• _Prompt_
Copy the passage of the news report starting at "Among the dead" and ending at "was steadily deteriorating.", substituting "influential" for "charismatic".

• _Given text_
A Taliban suicide bomber wearing a police uniform blew himself up inside a heavily guarded compound on Saturday as top Afghan and international officials left a meeting, killing two senior Afghan police commanders and wounding the German general who commands coalition troops in northern Afghanistan.
Two German soldiers and two other Afghans were also killed in the blast, the latest in an insurgent spring offensive. It came just weeks before a planned drawdown of US troops begins this summer.
The bomber detonated his explosives-laden vest inside the governor’s complex in Takhar Province, said Faiz Mohammad Tawhedi, a spokesman for the governor.
“What we know is the guy who carried out the attack had a police uniform on,” Tawhedi said. “How he entered the meeting room and why he was not searched, we don’t know.”
Among the dead was General Daud Daud, regional police commander in northern Afghanistan, according to the provincial health director Hassain Basech.
Daud was a former Afghan deputy interior minister for counternarcotics and a former bodyguard of Ahmad Shah Massoud, the charismatic Tajik leader who commanded the Northern Alliance and died in an al-Qaeda suicide bombing two days before the Sept. 11 attacks that provoked the US invasion.
He was named chief of the northern zone police, which covers the nine northern provinces from its headquarters in Mazar-i-Sharif, about a year ago, at a time when security in northern Afghanistan was steadily deteriorating.
Also killed were provincial police chief General Shah Jahan Noori, a secretary to the governor and one of Daud’s bodyguards, the health director said.
General Markus Kneip, the NATO commander for northern Afghanistan, was among the wounded, German Federal Minister of Defence Thomas de Maiziere said in Berlin.

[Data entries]
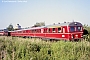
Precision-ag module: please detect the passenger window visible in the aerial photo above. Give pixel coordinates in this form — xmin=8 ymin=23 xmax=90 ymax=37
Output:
xmin=70 ymin=26 xmax=75 ymax=32
xmin=52 ymin=28 xmax=56 ymax=33
xmin=58 ymin=28 xmax=61 ymax=33
xmin=49 ymin=28 xmax=50 ymax=33
xmin=77 ymin=27 xmax=81 ymax=31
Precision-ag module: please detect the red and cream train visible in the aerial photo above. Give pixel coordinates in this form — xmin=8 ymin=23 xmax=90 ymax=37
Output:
xmin=0 ymin=22 xmax=83 ymax=40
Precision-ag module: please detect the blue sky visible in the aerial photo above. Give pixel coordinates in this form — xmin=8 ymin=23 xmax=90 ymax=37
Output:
xmin=0 ymin=0 xmax=90 ymax=29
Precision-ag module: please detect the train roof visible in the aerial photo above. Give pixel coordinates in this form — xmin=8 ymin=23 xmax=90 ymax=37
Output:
xmin=9 ymin=22 xmax=82 ymax=32
xmin=46 ymin=22 xmax=82 ymax=28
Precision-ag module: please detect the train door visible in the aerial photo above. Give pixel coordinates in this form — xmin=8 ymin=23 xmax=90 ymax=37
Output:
xmin=62 ymin=27 xmax=65 ymax=33
xmin=8 ymin=32 xmax=11 ymax=36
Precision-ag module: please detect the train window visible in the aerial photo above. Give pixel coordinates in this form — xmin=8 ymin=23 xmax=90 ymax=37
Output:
xmin=76 ymin=26 xmax=81 ymax=31
xmin=52 ymin=28 xmax=56 ymax=33
xmin=48 ymin=28 xmax=50 ymax=33
xmin=70 ymin=26 xmax=75 ymax=32
xmin=58 ymin=28 xmax=61 ymax=33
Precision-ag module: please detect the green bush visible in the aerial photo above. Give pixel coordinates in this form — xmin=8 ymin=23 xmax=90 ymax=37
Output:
xmin=0 ymin=37 xmax=90 ymax=60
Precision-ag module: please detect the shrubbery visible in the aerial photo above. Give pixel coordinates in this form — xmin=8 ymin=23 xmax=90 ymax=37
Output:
xmin=0 ymin=37 xmax=90 ymax=60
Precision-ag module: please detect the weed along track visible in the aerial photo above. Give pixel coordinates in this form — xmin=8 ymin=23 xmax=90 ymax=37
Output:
xmin=0 ymin=36 xmax=90 ymax=60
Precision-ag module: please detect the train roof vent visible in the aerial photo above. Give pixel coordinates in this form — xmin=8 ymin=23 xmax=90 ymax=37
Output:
xmin=64 ymin=22 xmax=66 ymax=23
xmin=58 ymin=23 xmax=60 ymax=24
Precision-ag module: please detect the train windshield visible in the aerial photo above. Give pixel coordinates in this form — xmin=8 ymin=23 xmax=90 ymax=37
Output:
xmin=70 ymin=26 xmax=75 ymax=32
xmin=76 ymin=26 xmax=82 ymax=31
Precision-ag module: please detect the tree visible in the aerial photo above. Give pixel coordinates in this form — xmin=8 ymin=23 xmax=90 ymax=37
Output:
xmin=33 ymin=22 xmax=45 ymax=27
xmin=7 ymin=24 xmax=14 ymax=31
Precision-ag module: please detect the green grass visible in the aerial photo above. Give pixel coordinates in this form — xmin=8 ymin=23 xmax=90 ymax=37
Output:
xmin=0 ymin=36 xmax=90 ymax=60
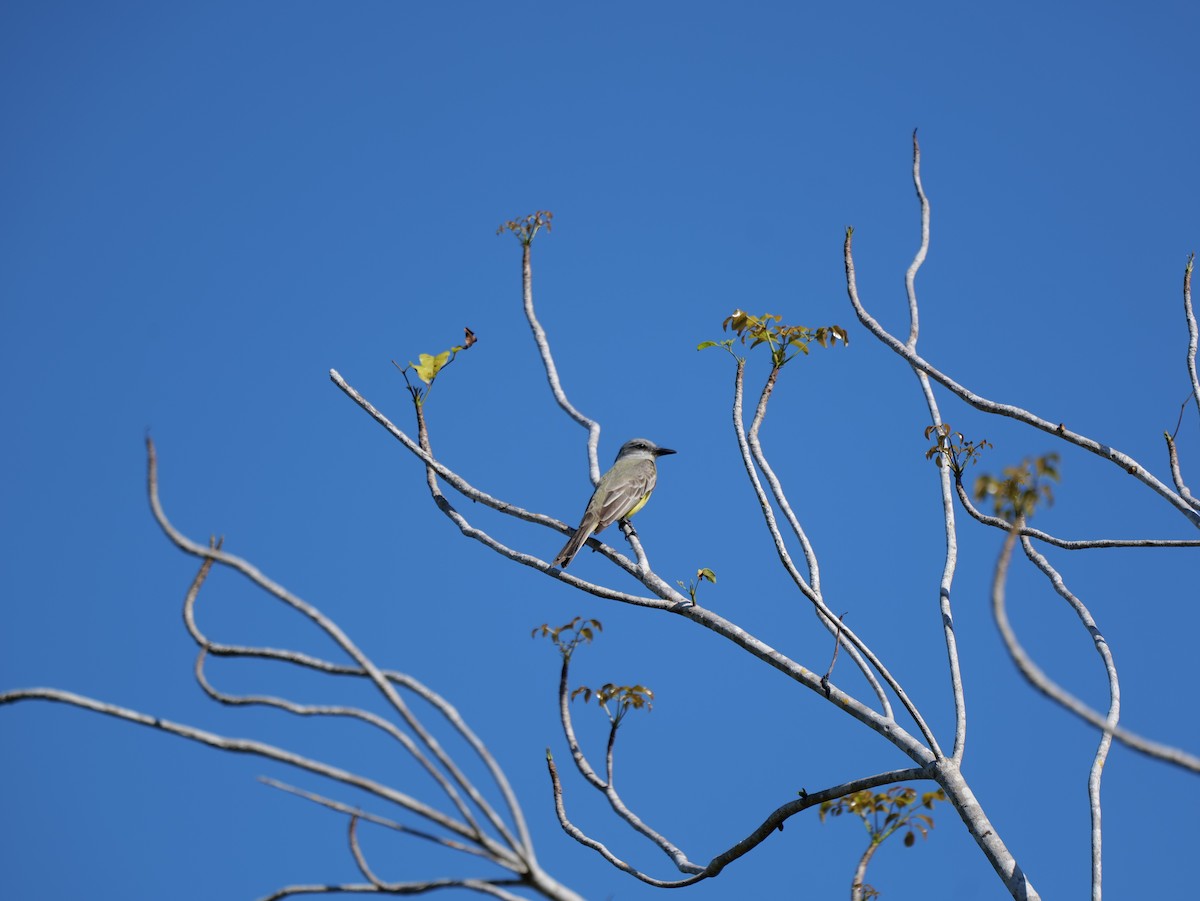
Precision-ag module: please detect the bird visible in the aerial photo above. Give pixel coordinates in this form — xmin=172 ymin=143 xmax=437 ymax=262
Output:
xmin=550 ymin=438 xmax=676 ymax=570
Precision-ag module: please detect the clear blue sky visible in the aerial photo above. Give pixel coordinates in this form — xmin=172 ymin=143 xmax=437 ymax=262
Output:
xmin=0 ymin=1 xmax=1200 ymax=901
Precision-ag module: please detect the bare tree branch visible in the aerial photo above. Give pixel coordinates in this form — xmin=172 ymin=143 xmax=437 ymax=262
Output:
xmin=844 ymin=229 xmax=1200 ymax=528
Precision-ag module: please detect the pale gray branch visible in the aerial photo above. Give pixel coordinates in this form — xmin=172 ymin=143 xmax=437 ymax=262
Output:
xmin=556 ymin=654 xmax=703 ymax=873
xmin=992 ymin=530 xmax=1200 ymax=773
xmin=521 ymin=236 xmax=600 ymax=485
xmin=1017 ymin=537 xmax=1121 ymax=901
xmin=844 ymin=236 xmax=1200 ymax=527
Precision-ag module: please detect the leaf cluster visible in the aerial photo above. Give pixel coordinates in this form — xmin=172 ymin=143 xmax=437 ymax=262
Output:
xmin=676 ymin=567 xmax=716 ymax=606
xmin=974 ymin=453 xmax=1061 ymax=523
xmin=529 ymin=617 xmax=604 ymax=660
xmin=696 ymin=310 xmax=850 ymax=370
xmin=571 ymin=681 xmax=654 ymax=727
xmin=391 ymin=329 xmax=479 ymax=407
xmin=496 ymin=210 xmax=554 ymax=247
xmin=818 ymin=786 xmax=946 ymax=848
xmin=925 ymin=422 xmax=992 ymax=477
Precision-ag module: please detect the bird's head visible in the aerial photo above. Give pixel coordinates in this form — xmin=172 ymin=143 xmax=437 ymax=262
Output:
xmin=617 ymin=438 xmax=674 ymax=459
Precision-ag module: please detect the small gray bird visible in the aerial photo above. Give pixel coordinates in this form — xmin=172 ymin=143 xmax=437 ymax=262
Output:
xmin=550 ymin=438 xmax=674 ymax=570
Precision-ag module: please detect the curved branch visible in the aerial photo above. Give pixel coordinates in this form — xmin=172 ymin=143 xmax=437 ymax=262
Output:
xmin=1017 ymin=537 xmax=1121 ymax=901
xmin=0 ymin=687 xmax=487 ymax=844
xmin=521 ymin=236 xmax=600 ymax=485
xmin=955 ymin=477 xmax=1200 ymax=551
xmin=905 ymin=130 xmax=967 ymax=763
xmin=992 ymin=529 xmax=1200 ymax=773
xmin=146 ymin=438 xmax=532 ymax=858
xmin=1183 ymin=253 xmax=1200 ymax=413
xmin=349 ymin=813 xmax=524 ymax=901
xmin=844 ymin=229 xmax=1200 ymax=528
xmin=329 ymin=370 xmax=690 ymax=608
xmin=546 ymin=751 xmax=931 ymax=889
xmin=184 ymin=554 xmax=492 ymax=849
xmin=547 ymin=654 xmax=703 ymax=873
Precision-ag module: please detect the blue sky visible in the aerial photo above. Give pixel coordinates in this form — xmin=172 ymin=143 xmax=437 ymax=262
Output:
xmin=0 ymin=2 xmax=1200 ymax=901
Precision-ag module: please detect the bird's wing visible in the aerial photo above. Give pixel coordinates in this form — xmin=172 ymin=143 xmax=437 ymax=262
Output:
xmin=595 ymin=459 xmax=656 ymax=531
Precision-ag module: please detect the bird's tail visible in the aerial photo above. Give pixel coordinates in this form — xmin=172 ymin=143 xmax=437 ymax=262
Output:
xmin=550 ymin=517 xmax=595 ymax=570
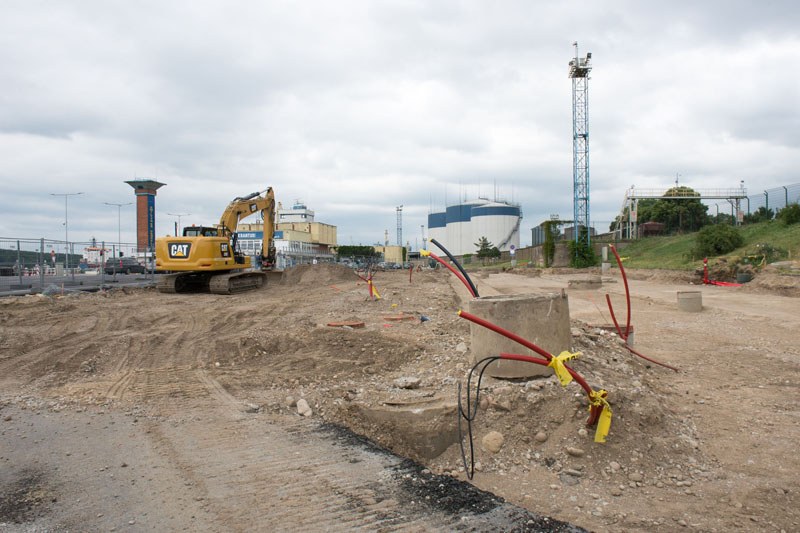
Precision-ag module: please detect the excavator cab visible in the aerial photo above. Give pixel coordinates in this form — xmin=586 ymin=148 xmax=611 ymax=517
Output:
xmin=156 ymin=187 xmax=275 ymax=294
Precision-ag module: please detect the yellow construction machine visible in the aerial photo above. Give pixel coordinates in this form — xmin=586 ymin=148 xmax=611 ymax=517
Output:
xmin=156 ymin=187 xmax=275 ymax=294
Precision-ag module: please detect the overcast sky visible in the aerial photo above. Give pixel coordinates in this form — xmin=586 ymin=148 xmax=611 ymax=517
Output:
xmin=0 ymin=0 xmax=800 ymax=248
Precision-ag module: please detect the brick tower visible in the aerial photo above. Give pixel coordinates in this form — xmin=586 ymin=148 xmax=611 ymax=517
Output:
xmin=125 ymin=179 xmax=166 ymax=253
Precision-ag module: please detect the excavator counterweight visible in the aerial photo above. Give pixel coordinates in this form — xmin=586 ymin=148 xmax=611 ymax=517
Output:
xmin=156 ymin=187 xmax=275 ymax=294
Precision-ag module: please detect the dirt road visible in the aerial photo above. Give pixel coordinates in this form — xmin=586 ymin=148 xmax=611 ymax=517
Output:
xmin=0 ymin=265 xmax=800 ymax=531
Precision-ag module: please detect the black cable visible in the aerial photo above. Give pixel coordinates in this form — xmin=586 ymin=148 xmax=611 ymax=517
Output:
xmin=458 ymin=356 xmax=500 ymax=479
xmin=430 ymin=239 xmax=479 ymax=298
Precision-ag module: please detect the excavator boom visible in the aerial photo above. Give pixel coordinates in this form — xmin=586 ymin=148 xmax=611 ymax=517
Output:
xmin=156 ymin=187 xmax=275 ymax=294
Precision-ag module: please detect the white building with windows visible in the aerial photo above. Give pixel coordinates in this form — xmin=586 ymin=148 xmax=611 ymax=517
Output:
xmin=237 ymin=202 xmax=336 ymax=270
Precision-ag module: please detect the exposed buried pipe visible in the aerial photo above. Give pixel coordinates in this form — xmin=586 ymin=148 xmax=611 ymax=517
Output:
xmin=430 ymin=239 xmax=478 ymax=298
xmin=419 ymin=250 xmax=478 ymax=298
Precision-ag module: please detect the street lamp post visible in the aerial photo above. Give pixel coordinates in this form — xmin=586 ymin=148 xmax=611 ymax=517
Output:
xmin=50 ymin=192 xmax=83 ymax=269
xmin=167 ymin=213 xmax=191 ymax=237
xmin=103 ymin=202 xmax=133 ymax=258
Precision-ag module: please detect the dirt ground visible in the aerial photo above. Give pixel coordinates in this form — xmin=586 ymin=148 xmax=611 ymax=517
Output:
xmin=0 ymin=265 xmax=800 ymax=531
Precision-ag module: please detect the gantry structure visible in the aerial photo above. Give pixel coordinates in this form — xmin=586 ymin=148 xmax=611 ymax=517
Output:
xmin=614 ymin=186 xmax=749 ymax=239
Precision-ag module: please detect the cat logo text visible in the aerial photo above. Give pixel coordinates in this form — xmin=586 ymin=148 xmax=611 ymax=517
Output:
xmin=169 ymin=242 xmax=192 ymax=259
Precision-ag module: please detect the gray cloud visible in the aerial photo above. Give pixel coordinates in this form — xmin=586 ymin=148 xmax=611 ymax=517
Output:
xmin=0 ymin=1 xmax=800 ymax=244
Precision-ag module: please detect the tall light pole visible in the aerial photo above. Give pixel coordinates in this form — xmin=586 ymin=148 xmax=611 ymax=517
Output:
xmin=50 ymin=192 xmax=83 ymax=269
xmin=167 ymin=213 xmax=191 ymax=237
xmin=103 ymin=202 xmax=133 ymax=253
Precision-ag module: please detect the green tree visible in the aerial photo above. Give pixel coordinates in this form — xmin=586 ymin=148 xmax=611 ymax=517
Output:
xmin=693 ymin=224 xmax=744 ymax=259
xmin=638 ymin=186 xmax=710 ymax=233
xmin=778 ymin=203 xmax=800 ymax=226
xmin=569 ymin=226 xmax=598 ymax=268
xmin=744 ymin=205 xmax=775 ymax=224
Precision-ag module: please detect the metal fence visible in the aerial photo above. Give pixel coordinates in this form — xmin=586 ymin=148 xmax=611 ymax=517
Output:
xmin=708 ymin=183 xmax=800 ymax=216
xmin=0 ymin=237 xmax=154 ymax=293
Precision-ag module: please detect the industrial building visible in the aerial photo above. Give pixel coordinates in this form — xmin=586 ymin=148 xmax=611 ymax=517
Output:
xmin=238 ymin=202 xmax=337 ymax=269
xmin=428 ymin=198 xmax=522 ymax=255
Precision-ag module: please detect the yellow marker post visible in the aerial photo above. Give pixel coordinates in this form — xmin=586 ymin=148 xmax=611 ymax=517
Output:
xmin=547 ymin=351 xmax=581 ymax=387
xmin=589 ymin=390 xmax=611 ymax=443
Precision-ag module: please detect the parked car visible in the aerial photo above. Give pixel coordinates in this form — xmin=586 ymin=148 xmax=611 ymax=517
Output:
xmin=105 ymin=257 xmax=146 ymax=274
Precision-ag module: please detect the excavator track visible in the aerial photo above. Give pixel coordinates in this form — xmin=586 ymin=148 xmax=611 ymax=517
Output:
xmin=158 ymin=272 xmax=211 ymax=294
xmin=158 ymin=272 xmax=267 ymax=294
xmin=208 ymin=272 xmax=267 ymax=294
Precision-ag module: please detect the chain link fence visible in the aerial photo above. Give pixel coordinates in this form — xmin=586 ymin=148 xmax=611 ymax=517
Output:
xmin=0 ymin=237 xmax=154 ymax=294
xmin=708 ymin=183 xmax=800 ymax=216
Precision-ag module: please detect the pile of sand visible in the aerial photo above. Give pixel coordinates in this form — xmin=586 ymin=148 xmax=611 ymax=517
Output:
xmin=281 ymin=263 xmax=358 ymax=285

• _Written response_
Among the dead was General Daud Daud, regional police commander in northern Afghanistan, according to the provincial health director Hassain Basech.
Daud was a former Afghan deputy interior minister for counternarcotics and a former bodyguard of Ahmad Shah Massoud, the influential Tajik leader who commanded the Northern Alliance and died in an al-Qaeda suicide bombing two days before the Sept. 11 attacks that provoked the US invasion.
He was named chief of the northern zone police, which covers the nine northern provinces from its headquarters in Mazar-i-Sharif, about a year ago, at a time when security in northern Afghanistan was steadily deteriorating.